# Given request A:
Summarize the essay on title envy in two sentences.
# Given request B:
Write the next part of the essay on title envy, continuing on from its final paragraph.

# Document extract:

****************************************

Do You Have Title Envy?

I’ll confess: I have title envy. While I spend most of my days sitting in a room and writing, on Sundays I work at one of my local independent booksellers, where amazing title after amazing title find their way to our shelves, and I have to admit to occasionally wondering, “Why didn’t I think of something like that?”

Take Make it Scream, Make it Burn, an amazing collection of essays I probably wouldn’t have picked up were it not for the title. Or poet Ocean Vuong’s tantalizing (and, yes, gorgeous) On Earth We’re Briefly Gorgeous. Or the intriguing The Office of Historical Corrections.

You probably have a list of your own. Books you’ve bought for the titles. Titles that have intrigued you. Titles you’ve even wished you’d thought of.

The thing is, my brain just doesn’t work that way. I didn’t get the cleverness gene, and it is—apparently—something you can’t learn. So I try the most pedestrian of titles for a long time in my head before I find one that works and can put it at the start of my novel. My friend and fellow writer Daniel took pity on me once and recommended that I title every work-in-progress Anchovy; the awfulness of the title, he reckoned, would make me work all that much harder to find something appropriate. Or even lyrical.

Except that it didn’t.

Nothing to See Here. Mad, Bad, and Dangerous to Know. Bring Up the Bodies. Atmospheric Disturbances.

I’m often a third of a way into writing a novel before its title really materializes, and I hate that. It’s not uncommon, of course; many writers actually finish their books before they try on different titles for them, and publishers—including mine—often change the title even that late in the process. So my inability to latch onto something inspiring isn’t the end of the world. But it feels that way to me, because without a title, my writing feels disconnected, unmoored, drifting farther and farther away from anything I’d hoped it might become.

****************************************

# Material provided:
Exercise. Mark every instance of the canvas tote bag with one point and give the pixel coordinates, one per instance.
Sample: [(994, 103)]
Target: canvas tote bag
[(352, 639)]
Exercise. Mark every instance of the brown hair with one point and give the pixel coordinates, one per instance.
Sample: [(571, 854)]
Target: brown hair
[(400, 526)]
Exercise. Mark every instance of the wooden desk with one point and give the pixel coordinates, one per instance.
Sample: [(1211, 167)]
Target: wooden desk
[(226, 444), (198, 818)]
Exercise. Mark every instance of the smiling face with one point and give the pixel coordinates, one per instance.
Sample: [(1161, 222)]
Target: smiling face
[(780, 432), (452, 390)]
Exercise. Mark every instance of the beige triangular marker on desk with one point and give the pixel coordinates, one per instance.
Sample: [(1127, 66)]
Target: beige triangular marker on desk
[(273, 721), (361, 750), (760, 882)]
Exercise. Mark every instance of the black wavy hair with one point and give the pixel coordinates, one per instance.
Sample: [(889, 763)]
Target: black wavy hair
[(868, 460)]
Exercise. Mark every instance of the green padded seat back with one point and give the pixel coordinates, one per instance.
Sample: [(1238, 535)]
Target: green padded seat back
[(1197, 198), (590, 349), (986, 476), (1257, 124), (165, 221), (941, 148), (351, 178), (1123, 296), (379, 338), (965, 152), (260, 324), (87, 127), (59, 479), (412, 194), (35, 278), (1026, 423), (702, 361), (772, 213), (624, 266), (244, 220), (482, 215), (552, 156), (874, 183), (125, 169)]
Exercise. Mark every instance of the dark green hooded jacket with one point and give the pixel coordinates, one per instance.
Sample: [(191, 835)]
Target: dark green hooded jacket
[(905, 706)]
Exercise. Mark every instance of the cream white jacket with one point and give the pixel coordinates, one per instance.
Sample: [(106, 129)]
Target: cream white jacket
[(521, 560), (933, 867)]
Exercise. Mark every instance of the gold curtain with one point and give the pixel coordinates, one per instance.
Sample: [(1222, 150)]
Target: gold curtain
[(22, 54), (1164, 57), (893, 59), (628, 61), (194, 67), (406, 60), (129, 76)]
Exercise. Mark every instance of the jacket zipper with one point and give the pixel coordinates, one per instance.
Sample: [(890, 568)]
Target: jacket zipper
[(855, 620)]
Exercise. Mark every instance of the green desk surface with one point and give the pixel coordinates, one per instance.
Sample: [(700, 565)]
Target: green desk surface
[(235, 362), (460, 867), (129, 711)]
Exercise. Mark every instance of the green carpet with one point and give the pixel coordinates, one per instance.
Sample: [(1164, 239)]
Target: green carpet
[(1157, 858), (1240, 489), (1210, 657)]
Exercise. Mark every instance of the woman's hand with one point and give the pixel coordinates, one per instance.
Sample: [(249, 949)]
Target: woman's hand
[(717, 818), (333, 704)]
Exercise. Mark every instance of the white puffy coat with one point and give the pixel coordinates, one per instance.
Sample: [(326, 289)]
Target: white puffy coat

****************************************

# Response A:
The writer, who spends most days writing and works Sundays at a local independent bookseller, admits to envying clever book titles such as Make it Scream, Make it Burn and On Earth We're Briefly Gorgeous. Finding good titles doesn't come naturally to the writer, who is often a third of the way into a novel before one materializes, and without a title the work feels disconnected and unmoored.

# Response B:
It’s a problem affecting only a minority of writers, I know, this needing the title first. Most authors function perfectly well putting the story first, and that actually may be exactly the way it should be. Yet here I remain. The title informs my work, tells me where the story is leading, how it’s going to get there. The title allows me to dream, to reach, to imagine.

The Association of Small Bombs. In Dreams Begin Responsibilities. The Bone Clocks. If Nobody Speaks of Remarkable Things.

I thought I was truly a freak (of literature if not of nature) until I went to work for the digital department of a publisher, primarily producing newsletters. As I was getting the hang of the content, I often turned articles in for review without titles, as I didn’t yet fully have a feel for the intended audience. To my surprise, my supervisor confided she had the same—assumption? problem? orientation?—as me. “Start with the title,” she urged me. “That will give you—and them—the focus for the piece.”

I’d never heard of anyone else doing it that way. I was ecstatic. Still in search of titles, of course, but happy to be working the right way round. 

The Versions of Us. The Yiddish Policeman’s Union. All The Light We Cannot See. The Noise of Time.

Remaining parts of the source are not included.